● **YOUR OBJECTIVE**: From the text below on rating research preprints, extract the passage starting with "Of course with" and going on through "it would pose.", copying it word for word.

● **SOURCE TEXT**:
--------

Doesn't this already exist?

Yes, there are already platforms out there allowing a public debate of articles and preprints; think of alphaXiv or PubPeer, but I'm sure there are many others. A completely different topic is that people do not have an habit to interact via these tools. Partially because of a lack of institutional incentives towards anything different from churning out papers. But then again, institutional incentives are not aligned with a reasonable way to do research in general. And since these are the real problems, I’m not going to discuss them here. I have no general solution in mind, and we are probably doomed anyway.

The main difference is that these platforms provide a venue to discuss research but do not explicitly attempt a quantification of its quality. I'm not 100% sure this is actually feasible in a sensible way, but still, we are already doing it in a not so-sensible way with the current system, and I think the attempt to do better is worth the effort.

Implementation details

Of course with a similar platform there is potential for abuse in the form of review bombing, trolling and the like. The authors acknowledge that, there are ways to mitigate the issue, and I think it’s not the most exciting part of the debate. What I think is more stimulating is trying to imagine the details of implementation for such a platform, and the challenges it would pose.

For example, a prominent feature of the current peer review system is anonymity in its various forms. Naturally, in most cases this is merely formal, since many research communities are relatively small, and the guesswork required to identify the authors or reviewers for a manuscript is not a tough one.

On such a platform hiding the identity of the authors would be simply pointless; the system is explicitly orbiting around preprints. This open the door to unfair advantages for promiment scholars that would just benefit from their reputation, but I'm frankly more concerned about the possibility of retaliation against (especially early career) scholars expressing criticism. Hiding the identity of reviewers though would definitely be possible. Imagine just a switch or a checkbox setting.

--------

● **RAW RECORDS**:
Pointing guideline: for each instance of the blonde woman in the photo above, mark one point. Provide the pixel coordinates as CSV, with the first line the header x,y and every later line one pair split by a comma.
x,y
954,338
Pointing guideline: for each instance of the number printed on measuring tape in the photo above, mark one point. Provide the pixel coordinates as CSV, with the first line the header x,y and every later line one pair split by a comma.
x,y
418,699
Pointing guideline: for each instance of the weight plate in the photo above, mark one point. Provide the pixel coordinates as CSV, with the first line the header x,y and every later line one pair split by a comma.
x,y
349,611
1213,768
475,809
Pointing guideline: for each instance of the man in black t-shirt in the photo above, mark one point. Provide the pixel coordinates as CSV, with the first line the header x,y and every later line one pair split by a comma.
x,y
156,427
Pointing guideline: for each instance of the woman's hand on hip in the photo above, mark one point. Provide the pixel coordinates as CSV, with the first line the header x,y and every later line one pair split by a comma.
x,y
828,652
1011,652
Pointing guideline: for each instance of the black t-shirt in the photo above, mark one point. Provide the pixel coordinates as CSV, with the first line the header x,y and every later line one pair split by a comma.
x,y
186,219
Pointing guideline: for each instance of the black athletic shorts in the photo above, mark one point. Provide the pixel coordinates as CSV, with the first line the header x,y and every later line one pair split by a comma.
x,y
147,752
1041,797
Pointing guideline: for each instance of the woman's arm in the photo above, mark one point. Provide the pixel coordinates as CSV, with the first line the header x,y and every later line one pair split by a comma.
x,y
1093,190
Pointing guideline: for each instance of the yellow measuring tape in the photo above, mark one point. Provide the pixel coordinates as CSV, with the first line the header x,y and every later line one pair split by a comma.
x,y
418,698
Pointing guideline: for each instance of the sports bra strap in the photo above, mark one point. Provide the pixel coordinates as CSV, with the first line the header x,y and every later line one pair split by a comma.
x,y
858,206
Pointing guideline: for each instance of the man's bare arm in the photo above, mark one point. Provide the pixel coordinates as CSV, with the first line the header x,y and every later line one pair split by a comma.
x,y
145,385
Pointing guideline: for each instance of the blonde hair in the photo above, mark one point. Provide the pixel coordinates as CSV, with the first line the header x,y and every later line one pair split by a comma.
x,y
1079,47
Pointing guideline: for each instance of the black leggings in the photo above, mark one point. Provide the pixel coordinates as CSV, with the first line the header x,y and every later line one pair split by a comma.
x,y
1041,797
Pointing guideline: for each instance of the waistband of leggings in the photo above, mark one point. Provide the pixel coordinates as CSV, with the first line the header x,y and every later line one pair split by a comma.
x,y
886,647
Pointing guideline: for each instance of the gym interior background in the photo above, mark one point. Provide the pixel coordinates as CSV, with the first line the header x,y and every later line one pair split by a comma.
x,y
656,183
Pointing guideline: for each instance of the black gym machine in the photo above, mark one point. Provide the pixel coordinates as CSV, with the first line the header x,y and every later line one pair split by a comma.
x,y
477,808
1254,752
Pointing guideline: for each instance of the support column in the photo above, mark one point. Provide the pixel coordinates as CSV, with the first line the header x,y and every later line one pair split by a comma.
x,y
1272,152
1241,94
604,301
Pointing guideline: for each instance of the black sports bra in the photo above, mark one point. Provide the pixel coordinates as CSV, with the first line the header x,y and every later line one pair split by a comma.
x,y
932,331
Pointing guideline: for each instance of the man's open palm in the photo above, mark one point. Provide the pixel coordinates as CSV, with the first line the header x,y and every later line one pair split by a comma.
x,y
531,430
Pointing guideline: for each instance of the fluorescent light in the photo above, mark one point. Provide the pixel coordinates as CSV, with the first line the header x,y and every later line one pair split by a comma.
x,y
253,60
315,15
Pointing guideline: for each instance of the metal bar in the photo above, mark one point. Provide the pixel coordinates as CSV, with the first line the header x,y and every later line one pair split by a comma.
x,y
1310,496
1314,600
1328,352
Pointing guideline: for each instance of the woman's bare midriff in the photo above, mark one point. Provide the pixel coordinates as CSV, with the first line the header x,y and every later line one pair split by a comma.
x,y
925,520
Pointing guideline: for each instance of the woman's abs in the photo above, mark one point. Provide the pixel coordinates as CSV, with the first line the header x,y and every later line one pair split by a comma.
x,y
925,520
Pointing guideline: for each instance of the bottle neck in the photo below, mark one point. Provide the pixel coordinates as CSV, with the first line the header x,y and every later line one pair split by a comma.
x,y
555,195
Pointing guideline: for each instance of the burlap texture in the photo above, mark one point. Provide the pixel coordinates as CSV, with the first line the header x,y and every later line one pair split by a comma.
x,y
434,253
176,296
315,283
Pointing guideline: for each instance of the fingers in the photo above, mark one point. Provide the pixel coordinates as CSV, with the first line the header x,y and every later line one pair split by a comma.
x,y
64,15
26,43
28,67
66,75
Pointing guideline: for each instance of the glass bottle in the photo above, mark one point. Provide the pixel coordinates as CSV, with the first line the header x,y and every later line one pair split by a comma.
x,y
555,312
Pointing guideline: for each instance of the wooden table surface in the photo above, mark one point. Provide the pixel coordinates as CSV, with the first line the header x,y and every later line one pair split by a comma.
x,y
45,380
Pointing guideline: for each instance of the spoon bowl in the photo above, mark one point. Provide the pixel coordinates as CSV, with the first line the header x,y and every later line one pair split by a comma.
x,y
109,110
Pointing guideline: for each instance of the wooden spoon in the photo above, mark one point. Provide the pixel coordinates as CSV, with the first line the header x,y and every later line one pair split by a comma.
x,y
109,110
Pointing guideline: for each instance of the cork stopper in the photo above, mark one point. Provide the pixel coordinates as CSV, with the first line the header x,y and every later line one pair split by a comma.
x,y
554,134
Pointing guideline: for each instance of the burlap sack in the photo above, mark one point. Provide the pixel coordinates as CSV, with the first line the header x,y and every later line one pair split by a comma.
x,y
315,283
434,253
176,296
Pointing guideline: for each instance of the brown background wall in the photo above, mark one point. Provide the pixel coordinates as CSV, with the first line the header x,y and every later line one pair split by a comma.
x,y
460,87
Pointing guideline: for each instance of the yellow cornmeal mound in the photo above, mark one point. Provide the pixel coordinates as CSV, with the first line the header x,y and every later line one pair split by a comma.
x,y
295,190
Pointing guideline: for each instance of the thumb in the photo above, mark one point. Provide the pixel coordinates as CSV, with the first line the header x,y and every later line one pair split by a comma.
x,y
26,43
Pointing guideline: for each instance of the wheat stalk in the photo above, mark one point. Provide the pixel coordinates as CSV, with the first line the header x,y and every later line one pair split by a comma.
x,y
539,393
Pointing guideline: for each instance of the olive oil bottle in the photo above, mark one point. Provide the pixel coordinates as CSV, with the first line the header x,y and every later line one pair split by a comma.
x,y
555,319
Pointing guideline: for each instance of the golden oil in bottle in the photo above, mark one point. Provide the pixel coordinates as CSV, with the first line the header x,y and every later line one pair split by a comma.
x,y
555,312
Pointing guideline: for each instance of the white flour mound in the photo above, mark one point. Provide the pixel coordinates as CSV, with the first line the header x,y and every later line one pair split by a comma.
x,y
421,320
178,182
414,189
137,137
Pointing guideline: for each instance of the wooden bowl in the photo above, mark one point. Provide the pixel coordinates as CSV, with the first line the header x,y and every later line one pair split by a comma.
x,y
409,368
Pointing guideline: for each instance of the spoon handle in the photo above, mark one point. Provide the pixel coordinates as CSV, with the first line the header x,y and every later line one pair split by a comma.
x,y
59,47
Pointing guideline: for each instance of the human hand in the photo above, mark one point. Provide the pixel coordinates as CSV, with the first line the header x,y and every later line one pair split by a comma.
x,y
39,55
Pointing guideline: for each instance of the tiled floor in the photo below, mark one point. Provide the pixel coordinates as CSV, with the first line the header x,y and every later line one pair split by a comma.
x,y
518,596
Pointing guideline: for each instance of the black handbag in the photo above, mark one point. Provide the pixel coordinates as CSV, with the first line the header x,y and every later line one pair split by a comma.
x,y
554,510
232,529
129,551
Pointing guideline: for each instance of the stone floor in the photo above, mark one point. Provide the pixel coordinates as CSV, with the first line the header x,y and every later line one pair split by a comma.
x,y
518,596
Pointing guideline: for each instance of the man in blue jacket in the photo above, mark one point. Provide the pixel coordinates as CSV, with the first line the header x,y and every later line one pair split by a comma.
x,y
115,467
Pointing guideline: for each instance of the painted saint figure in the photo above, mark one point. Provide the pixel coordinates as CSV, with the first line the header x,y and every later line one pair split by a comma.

--------

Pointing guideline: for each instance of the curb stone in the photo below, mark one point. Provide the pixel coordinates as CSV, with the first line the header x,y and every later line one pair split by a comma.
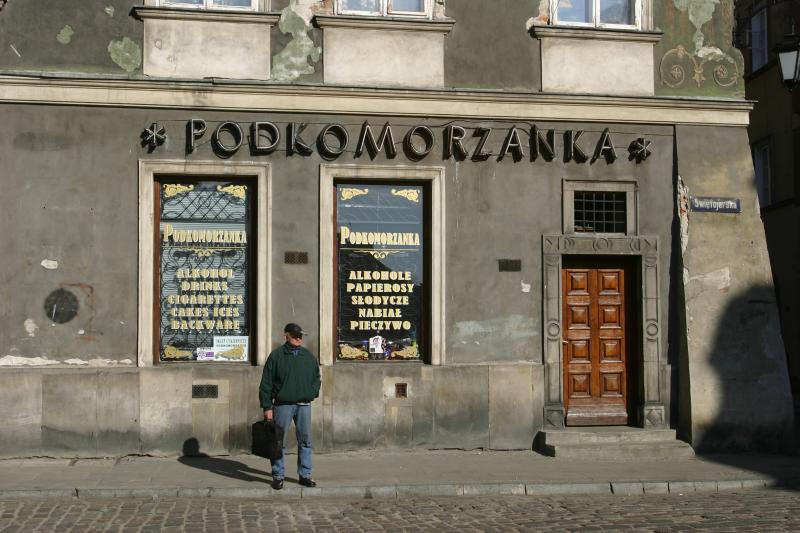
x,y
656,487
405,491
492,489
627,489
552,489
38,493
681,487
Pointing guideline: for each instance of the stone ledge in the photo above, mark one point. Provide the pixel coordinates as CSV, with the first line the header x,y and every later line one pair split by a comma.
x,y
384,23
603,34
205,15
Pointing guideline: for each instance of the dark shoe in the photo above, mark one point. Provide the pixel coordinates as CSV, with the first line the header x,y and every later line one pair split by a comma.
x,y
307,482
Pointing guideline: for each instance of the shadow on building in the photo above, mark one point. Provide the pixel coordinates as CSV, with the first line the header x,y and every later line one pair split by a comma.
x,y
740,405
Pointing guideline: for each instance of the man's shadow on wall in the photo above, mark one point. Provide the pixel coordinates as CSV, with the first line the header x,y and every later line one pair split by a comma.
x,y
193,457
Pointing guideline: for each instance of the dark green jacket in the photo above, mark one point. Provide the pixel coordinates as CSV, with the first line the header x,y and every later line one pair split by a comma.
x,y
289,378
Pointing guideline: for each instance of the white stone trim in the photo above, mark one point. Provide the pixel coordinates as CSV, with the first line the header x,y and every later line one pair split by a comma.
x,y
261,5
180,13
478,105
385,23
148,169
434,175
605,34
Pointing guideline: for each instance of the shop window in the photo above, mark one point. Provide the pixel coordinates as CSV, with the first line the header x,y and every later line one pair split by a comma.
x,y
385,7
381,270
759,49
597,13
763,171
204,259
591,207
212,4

--------

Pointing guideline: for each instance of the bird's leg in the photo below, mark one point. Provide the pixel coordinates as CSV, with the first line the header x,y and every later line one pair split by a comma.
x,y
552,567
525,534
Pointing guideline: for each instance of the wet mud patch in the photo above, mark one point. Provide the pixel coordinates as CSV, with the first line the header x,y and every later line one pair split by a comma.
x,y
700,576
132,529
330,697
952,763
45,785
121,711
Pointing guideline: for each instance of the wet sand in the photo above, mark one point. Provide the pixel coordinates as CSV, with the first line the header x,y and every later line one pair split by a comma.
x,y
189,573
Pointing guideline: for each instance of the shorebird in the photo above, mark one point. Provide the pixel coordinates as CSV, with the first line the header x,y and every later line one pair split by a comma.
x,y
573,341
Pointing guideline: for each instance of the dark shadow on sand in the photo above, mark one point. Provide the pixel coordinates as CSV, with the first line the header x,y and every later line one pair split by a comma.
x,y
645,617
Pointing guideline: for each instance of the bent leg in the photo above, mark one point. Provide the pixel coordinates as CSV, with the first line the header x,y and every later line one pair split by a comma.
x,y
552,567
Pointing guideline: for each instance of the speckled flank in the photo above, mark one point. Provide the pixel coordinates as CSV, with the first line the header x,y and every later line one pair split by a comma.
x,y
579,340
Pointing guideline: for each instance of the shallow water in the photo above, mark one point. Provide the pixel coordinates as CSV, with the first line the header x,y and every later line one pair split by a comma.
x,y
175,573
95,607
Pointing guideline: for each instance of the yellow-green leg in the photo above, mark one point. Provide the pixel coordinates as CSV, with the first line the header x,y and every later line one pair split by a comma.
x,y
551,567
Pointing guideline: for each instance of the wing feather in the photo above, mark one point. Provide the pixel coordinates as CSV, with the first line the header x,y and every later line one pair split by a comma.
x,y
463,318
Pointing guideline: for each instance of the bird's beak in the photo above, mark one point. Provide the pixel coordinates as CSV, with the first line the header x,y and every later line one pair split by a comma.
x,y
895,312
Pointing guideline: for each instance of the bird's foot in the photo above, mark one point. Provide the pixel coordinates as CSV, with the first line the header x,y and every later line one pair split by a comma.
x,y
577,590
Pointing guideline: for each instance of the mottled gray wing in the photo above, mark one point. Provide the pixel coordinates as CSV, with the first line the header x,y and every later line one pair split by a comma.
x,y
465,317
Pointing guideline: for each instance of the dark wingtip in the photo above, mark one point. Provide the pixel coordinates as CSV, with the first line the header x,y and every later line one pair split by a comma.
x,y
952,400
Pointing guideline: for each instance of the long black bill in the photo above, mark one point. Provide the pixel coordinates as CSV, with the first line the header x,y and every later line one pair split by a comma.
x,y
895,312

--------

● **CORRECT RESPONSE**:
Of course with a similar platform there is potential for abuse in the form of review bombing, trolling and the like. The authors acknowledge that, there are ways to mitigate the issue, and I think it’s not the most exciting part of the debate. What I think is more stimulating is trying to imagine the details of implementation for such a platform, and the challenges it would pose.